┌──
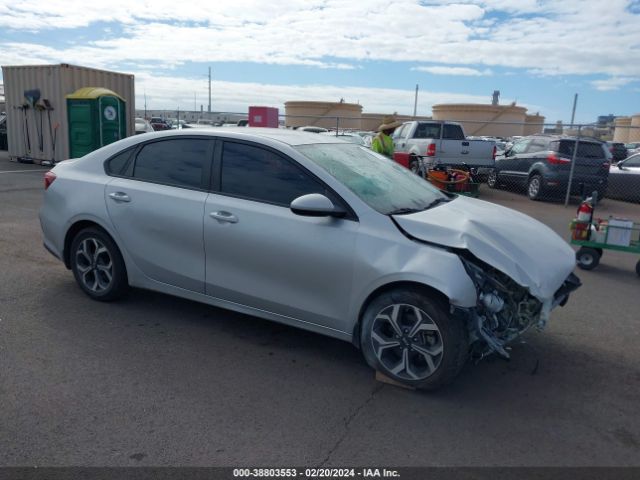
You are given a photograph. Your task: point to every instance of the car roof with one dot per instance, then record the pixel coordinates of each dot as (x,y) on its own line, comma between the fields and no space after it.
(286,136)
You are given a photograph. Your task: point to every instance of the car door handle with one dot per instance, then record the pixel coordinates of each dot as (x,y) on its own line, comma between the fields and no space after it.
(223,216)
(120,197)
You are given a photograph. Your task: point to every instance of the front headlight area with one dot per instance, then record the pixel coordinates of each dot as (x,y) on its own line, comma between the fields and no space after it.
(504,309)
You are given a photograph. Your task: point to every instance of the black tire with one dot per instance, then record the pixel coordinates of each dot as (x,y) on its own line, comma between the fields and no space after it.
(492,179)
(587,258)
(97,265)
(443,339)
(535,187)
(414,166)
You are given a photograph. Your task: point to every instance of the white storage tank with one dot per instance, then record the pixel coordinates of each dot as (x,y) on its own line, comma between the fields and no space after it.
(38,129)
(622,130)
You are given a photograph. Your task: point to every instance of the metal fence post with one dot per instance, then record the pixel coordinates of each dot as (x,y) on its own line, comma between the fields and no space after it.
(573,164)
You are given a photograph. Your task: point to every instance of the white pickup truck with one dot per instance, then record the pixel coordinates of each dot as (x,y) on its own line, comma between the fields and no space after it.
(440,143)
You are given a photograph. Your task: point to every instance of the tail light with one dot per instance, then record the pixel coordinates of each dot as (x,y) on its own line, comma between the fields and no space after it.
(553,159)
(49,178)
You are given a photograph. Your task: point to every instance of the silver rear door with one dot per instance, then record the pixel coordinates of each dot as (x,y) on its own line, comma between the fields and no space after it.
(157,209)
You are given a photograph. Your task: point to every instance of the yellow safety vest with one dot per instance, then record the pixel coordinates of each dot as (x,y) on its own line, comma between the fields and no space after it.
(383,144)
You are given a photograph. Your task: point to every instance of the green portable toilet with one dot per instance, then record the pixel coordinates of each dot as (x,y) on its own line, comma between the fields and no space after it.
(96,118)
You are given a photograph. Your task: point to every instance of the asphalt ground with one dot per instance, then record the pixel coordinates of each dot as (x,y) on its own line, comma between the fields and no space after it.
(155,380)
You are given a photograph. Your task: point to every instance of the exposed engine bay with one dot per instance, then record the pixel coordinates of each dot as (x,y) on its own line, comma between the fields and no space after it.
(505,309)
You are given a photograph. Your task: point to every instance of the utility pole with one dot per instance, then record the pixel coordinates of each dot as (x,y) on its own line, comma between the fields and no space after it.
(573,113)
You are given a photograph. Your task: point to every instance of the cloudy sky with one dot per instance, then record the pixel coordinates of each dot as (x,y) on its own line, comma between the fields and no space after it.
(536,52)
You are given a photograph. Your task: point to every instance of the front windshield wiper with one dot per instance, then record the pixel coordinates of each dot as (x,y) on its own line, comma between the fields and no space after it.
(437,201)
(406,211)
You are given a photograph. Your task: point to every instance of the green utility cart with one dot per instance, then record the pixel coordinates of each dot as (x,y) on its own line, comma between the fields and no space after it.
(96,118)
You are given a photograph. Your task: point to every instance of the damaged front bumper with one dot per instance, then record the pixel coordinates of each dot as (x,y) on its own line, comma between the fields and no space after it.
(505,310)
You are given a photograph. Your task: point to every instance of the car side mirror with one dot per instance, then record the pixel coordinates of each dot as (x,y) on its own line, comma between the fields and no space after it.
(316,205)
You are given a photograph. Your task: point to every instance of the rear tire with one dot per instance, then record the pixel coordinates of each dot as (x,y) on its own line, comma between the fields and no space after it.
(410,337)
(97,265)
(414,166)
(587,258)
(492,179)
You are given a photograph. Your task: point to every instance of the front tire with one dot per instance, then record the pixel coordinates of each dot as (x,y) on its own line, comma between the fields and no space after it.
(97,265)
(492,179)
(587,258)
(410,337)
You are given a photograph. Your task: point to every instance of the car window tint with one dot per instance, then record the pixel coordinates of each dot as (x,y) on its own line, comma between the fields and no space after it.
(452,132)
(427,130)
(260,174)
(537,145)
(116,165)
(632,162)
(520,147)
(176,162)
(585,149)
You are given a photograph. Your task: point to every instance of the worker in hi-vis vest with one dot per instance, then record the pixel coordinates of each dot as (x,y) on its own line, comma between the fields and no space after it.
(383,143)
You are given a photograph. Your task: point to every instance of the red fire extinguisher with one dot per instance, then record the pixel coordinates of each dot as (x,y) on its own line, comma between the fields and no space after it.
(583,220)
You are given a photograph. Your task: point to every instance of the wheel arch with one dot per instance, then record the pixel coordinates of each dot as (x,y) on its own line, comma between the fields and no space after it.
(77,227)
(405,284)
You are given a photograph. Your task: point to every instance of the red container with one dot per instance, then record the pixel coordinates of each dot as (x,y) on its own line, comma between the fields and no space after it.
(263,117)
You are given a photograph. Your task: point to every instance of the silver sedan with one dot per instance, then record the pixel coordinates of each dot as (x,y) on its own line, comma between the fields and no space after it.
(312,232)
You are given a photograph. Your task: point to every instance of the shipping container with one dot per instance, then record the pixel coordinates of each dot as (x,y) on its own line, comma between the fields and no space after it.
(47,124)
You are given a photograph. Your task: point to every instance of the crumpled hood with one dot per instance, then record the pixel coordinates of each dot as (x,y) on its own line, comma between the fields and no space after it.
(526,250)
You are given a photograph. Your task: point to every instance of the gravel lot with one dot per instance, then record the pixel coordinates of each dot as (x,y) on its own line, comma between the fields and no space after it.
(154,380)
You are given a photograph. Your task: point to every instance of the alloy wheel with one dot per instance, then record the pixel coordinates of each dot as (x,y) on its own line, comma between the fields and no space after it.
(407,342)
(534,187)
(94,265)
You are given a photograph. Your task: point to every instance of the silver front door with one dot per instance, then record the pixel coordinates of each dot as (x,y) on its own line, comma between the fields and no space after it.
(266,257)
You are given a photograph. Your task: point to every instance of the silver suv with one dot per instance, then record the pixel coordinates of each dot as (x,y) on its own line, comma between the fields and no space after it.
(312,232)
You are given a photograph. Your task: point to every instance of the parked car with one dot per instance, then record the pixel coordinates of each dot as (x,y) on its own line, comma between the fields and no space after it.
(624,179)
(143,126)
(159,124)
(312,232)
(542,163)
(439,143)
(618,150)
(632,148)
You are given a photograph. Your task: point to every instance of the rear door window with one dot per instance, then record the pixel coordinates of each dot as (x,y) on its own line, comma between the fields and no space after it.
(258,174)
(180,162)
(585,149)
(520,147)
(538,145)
└──
● **What is being asked**
Rewrite all the rows above with "pixel coordinates" changed to "image coordinates" and nothing else altered, and leave the pictures out of your answer.

● **Exercise answer**
You are given a photograph. Your task: point to every instance of the car roof with one dot per instance, then record the image coordinates of each dot as (x,y) on its own line, comma between the fields and no space after it.
(286,136)
You are given a photograph. Your task: point to every instance of the car door handle with one dot per instance, then record the image coordinates of each dot as (x,y) on its own line, comma between the fields and no space after it.
(223,216)
(120,197)
You are given a photograph. Your task: point to every instance of the front headlight area with one dot per instance, then record the image coordinates of each dot as (x,y) on its own line, comma between the fields and no space after it.
(504,309)
You are given a photograph. Your task: point to every instance of the black tire with one dot per instance, then record the image coordinates of each dot as (x,y) on its own line, comma between the fields and no space after it.
(492,179)
(587,258)
(97,265)
(443,339)
(535,187)
(414,166)
You are given a photograph. Your task: point to every instance of the white storage tank with one dot per instance, then record the image coordinates of each dot as (x,y) on its own line, comma between the fields and no space after it.
(38,129)
(622,130)
You are given a photograph. Your task: point to every instance of the metal fence post with one dot per instance, then record the image coordinates of each dot as (x,y) on its own line, comma between the fields and no space after it.
(573,164)
You are given a photograph. Your task: point to every instance of the white pickup truck with one dot per instance, then record the image coordinates of each dot as (x,y) on its own line, comma between the fields and no space after it.
(440,143)
You are given a photograph. Your task: point to every instance of the tail light with one dot per instance, then record the image coordinates of each dot as (x,y) on its own line, comma between the fields and no space after it.
(553,159)
(49,178)
You are given a photograph. Your task: point to every instance of the silver rear door with one dot per instance, then record the image coordinates of each dot as (x,y) on its own line, comma between the fields and no space after it.
(157,209)
You are given a photograph. Your task: point to every instance of the yellow safety vest with one dot per instance, then record the image coordinates of each dot as (x,y) on its own line, comma between the fields and no space after it.
(383,144)
You are given a photograph. Your task: point to every instance of the green portable toilet with one dot per instance, then record the image coordinates of each dot as (x,y) on its own line, comma between the fields and no space after it.
(96,118)
You are given a photograph. Your task: point to every instance of the asphalt ground with one dot per instance, then record the image coordinates of each dot as (x,y) on its own line, comma between the fields and no space after it.
(155,380)
You are given a photograph. Your task: point to every instance of the exposed engine bay with one dot per instance, then record the image coordinates of each dot as (x,y) on its own line, comma between the fields and no space after it.
(505,309)
You are given a photograph. Your task: point to every instance of the utility pole with one dot per instance, then record the image coordinates of each dot as (x,y) on its own line, comma between the fields and no space after it.
(573,113)
You are given a photograph. Your task: point to every instance of the cloudy sky with one dot per instance, then record the image coordinates of each dot as (x,y) on its own line, comma between the fields and no space after it.
(536,52)
You are given a photograph. Your task: point to every instance of the front windshield wiper with one dot per instance, then record the image coordinates of each dot as (x,y) on its own line, comma between the fields and no space after it.
(437,201)
(406,211)
You are given a photograph. Your task: point to every instance of the green utility cart with one dot per instance, then record the image coordinates of each dot as (x,y) on its own line, comma between the fields and no space after it.
(96,118)
You are given a photograph. Your task: point to every instance of the damaged front bumper with one dot per instance, then record the image coordinates of each dot as (x,y) on its own line, comma between the fields and no space after it.
(505,310)
You are given a photograph. Your task: point to every instance of the car side mirror with one dot per instance, then record the image coordinates of each dot as (x,y) on its own line, comma between the fields and no space after it.
(316,205)
You are given a photograph. Your task: point to every instance of the rear tire with one dot per instance, then record the image coordinates of each dot as (x,y) on its own line, comma between the fields and no space after it.
(410,337)
(97,265)
(414,166)
(587,258)
(492,179)
You are given a photograph. Your task: point to every instance of the front tire with one dot per instance, then record the image coordinates of each dot as (x,y) on its own line, comma between the fields and no space after it.
(97,265)
(492,179)
(587,258)
(410,337)
You are given a photograph. Your task: point to every instance of the car window tint with one dot per instance, then record the image coordinates of each dot as (x,y) on its own line, comma between the fields and no space after it.
(452,132)
(427,130)
(260,174)
(537,145)
(116,165)
(632,162)
(520,147)
(176,162)
(585,149)
You are given a photograph. Your task: point to every instance of the worker in hi-vis vest with one dot per instance, then record the image coordinates of each dot as (x,y) on its own line, comma between the fields and no space after it.
(383,143)
You are given a photograph. Your task: point to every instance of the red fire extinguisher with one dot per instance, then record the image coordinates of each dot as (x,y) on its own line, comma between the fields and no space after it.
(583,220)
You are given a photograph. Your task: point to every instance of the wheel arch with one dot per instance, then record the image coordinates of each dot as (x,y) on its own line, comma between the fields and no space after it.
(77,227)
(405,284)
You are given a photograph. Your task: point to every instance of the red container with one dot per instance, then record the image coordinates of each dot as (x,y) on its own line, comma between the fields and no space after it.
(263,117)
You are given a photograph. Your task: point to every instance of the silver sedan with one dot per instance, then record the image coordinates of each dot as (x,y) on its own line, comma between the fields and no space after it.
(312,232)
You are given a photograph. Your task: point to every instance of the shipping container with one dot per instance, then record the image coordinates of each dot as (x,y) on its own line, comma between the fields and no space after it.
(47,124)
You are given a photograph. Your task: point to every instance of the crumpled hood with one dot per instance, then record the image coordinates of each dot as (x,y) on its own line, comma between the fields and no space after it.
(526,250)
You are given a photograph. Your task: point to every instance of the gravel lot with one dot per instance, then record the image coordinates of each dot as (x,y) on its own line, comma between the fields and no space after it.
(154,380)
You are given a photograph. Your task: point to every instance of the alloy wheel with one dot per instance, then record the image coordinates of each dot as (x,y) on its own line, comma between the fields and no space after it.
(407,342)
(534,187)
(94,265)
You are given a photograph. Your task: point to every instance of the silver front door with one dot per instance, then record the image coordinates of each dot as (x,y) on its own line, comma between the fields and no space after it.
(266,257)
You are given a photograph. Your task: point to every instance of the silver suv with one dot per instance, then record the image coordinates of each dot as (x,y) on its own line, comma between the fields and no space after it.
(312,232)
You are given a photograph. Your task: point to every instance of the parked car with one dot per instance, then record the image coordinates of each dot as (x,y) on its own line, comma between the fields and no space after it.
(624,179)
(143,126)
(159,124)
(312,232)
(542,163)
(439,143)
(618,150)
(632,148)
You are given a photograph. Your task: point to every instance of the rear door window with one dot per instance, then record the image coordinates of each dot as (x,y) on its own line, comma between the fields and no space after it.
(258,174)
(180,162)
(585,149)
(520,147)
(538,145)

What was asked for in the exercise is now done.